--- begin ---

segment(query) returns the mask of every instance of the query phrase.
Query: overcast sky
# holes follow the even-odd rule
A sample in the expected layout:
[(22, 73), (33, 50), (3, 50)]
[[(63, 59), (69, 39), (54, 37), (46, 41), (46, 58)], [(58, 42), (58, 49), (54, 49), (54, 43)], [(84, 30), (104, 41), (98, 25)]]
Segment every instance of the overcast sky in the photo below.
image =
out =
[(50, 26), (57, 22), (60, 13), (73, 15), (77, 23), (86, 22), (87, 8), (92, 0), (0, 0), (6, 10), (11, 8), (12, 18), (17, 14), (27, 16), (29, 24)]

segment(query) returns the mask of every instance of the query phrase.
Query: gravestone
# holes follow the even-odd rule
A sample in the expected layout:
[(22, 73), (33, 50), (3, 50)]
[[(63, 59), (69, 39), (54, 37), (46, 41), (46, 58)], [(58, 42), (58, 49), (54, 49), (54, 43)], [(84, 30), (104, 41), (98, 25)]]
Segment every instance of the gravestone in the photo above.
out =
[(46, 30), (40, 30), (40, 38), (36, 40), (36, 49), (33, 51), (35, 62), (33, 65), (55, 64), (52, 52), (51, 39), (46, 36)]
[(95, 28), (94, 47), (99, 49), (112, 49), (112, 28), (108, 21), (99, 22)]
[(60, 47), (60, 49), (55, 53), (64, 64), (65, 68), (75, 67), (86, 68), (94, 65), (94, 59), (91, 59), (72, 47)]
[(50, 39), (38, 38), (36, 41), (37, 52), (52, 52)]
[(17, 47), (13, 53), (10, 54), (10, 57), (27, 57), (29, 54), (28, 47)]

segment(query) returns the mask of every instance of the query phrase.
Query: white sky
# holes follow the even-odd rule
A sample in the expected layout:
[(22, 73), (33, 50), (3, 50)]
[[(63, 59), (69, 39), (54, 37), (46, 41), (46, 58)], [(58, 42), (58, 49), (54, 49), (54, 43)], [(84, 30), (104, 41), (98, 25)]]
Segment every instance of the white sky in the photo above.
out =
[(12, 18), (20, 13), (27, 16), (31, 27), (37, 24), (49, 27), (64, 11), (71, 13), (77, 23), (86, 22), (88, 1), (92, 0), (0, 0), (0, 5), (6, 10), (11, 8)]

--- end ---

• [Aim of the task]
How many lines of the items above contain the word "white"? Give only the number.

• [Answer to this problem]
2